FRAGEN:
A. Beantworte diese Fragen mithilfe des Textes über Julia Bauer:
(i) Wie viele Monate war Bauer in ihren zwei Elternzeiten jeweils zu Hause?
(ii) Welchen Preis hat Bauer bekommen?
(iii) Bei welcher Veranstaltung wurde ihr der Preis übergeben, und wann und wo fand sie statt?
B. Stimmen diese Aussagen mit dem Text über Julia Bauer überein? Antworte jeweils mit Ja oder Nein und zitiere die Stelle im Text, die das zeigt.
(i) Bauer hat nach der Promotion den Fachbereich gewechselt.
(ii) Bauer war die erste Frau, die den Wissenschaftspreis der DGMP bekommen hat.
(iii) Seit die Kinder da sind, arbeiten Bauer und ihr Mann beide in Vollzeit.
C. Schreib den Text über Julia Bauer nach seinem letzten Satz weiter.

Vereinbarkeit von Beruf und Familie sind ein komplexes Unterfangen
Nach ihrer persönlichen Einschätzung und einem Resümee hinsichtlich der Vereinbarkeit von Beruf und Familie befragt, bewertet Dr. Bauer dies wie folgt: „Mein Lebenslauf ist nicht geradlinig: Ich habe nach der Promotion den Fachbereich gewechselt, und war nach einer sehr erfolgreichen ersten Post-Doc-Phase für zwei Elternzeiten jeweils zehn bzw. elf Monate ‚Vollzeit‘ zu Hause. Zeitgleich haben sich die Inhalte meiner Forschungsprojekte neu ausgerichtet, das war eine anstrengende Lebensphase. Seit die Kinder auf der Welt sind, arbeiten mein Mann und ich nicht mehr ganz in Vollzeit. Wir haben es nach einigen Jahren der Feinjustierung geschafft, unser Arbeitspensum gerecht auszubalancieren und so unsere Familie mit unseren beruflichen Ansprüchen und privaten Interessen gut zusammenzubringen.“
Kritisch reflektierend schätzt Bauer ein: „Die Vereinbarkeit von Beruf und Familie wird oft reduziert auf das Wegorganisieren der Familie zugunsten der vollen Berufstätigkeit beider Elternteile. Das halte ich für kritisch und kämpfe dafür, dass die Familienarbeitszeit stärker in den Fokus rückt – denn Zeit für die Familie, bei Angehörigen und mit Freunden, Engagement im Privaten und in Vereinen ist essentiell für eine starke und gesunde Gesellschaft. Vereinbarkeit von Familie und Beruf bedeutet für mich, Rahmenbedingungen zu schaffen, in denen sich moderne, gleichberechtigte Familien entwickeln können. Das ist ein komplexes Unterfangen, von der guten und zuverlässigen Kinderbetreuung (auch für ältere Kinder, die Kita und Kindergarten verlassen haben) über Führungskräfte, die leistungsbereite Mitarbeitende (bewusst nicht nur weibliche) auch in reduzierter Vollzeit entwickeln und fördern, hin zu einer gelebten Kultur der Akzeptanz und Wertschätzung von Nicht-Vollzeit-Tätigen.“
Als persönliches Resümee fasst Julia Bauer die Situation zur Vereinbarkeit wie folgt zusammen: „Ich hatte das Glück, diese besondere Unterstützung zu erfahren – sowohl von meinem Vorgesetzten als auch von meiner Familie. Bestärkt wurde ich in dem Unterfangen ‚akademische Karriere‘ auch nachhaltig durch die Programme der Universität Heidelberg, die Weiterbildungsangebote und das Management-Programm, welche wertvollen fachlichen Hintergrund vermitteln, aber auch den interdisziplinären Austausch zwischen Weggefährten ermöglichen – das erdet und spornt zugleich an.“
Großartige Anerkennung
Als ein Höhepunkt der wissenschaftlichen Anerkennung wurde Bauer der diesjährige Wissenschaftspreis der Deutschen Gesellschaft für Medizinische Physik e. V. für herausragende wissenschaftliche Leistungen verliehen (als dritte Frau bei zwölf Verleihungen; Sponsor: Siemens Varian, siehe: Wissenschaftspreis DGMP). Die Preisübergabe erfolgte im Rahmen des 5. European Congress of Medical Physics (September 2024, München) nach einer Laudatio von Prof. Dr. Katia Parodi (LMU München mit Heidelberger Wurzeln), die Bauers Forschungsleistungen im Bereich der Ionenstrahltherapie würdigte.

GEGEBENES MATERIAL:
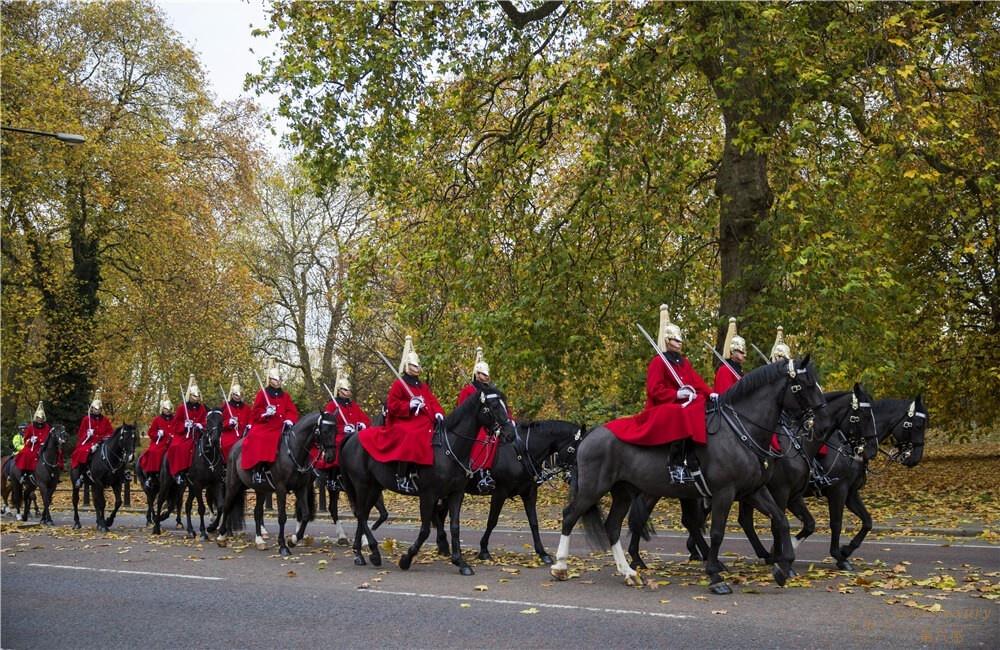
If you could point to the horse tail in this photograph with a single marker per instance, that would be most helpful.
(640, 520)
(236, 514)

ANTWORTEN:
A.
(i) Zehn bzw. elf Monate.
(ii) Den Wissenschaftspreis der Deutschen Gesellschaft für Medizinische Physik e. V.
(iii) Beim 5. European Congress of Medical Physics im September 2024 in München.

B.
(i) Ja: „Ich habe nach der Promotion den Fachbereich gewechselt“
(ii) Nein: „als dritte Frau bei zwölf Verleihungen“
(iii) Nein: „Seit die Kinder auf der Welt sind, arbeiten mein Mann und ich nicht mehr ganz in Vollzeit.“

C.
Als herausragende Forscherin folgte nun die Ruferteilung der Charité Berlin auf eine W3-Professur für „Medizinische Physik“ auf Lebenszeit mit dem Starttermin im April 2025.
Das Gleichstellungsteam gratuliert sehr herzlich zu diesem herausragenden Preis, der die innovative, kollaborative und interdisziplinäre Forschung, die eng verknüpft ist mit dem klinischen Alltag, würdigt und zur Erteilung des Rufs auf eine Professur und wünscht Dr. Julia Bauer persönlich und beruflich an der Berliner Charité alles erdenklich Gute!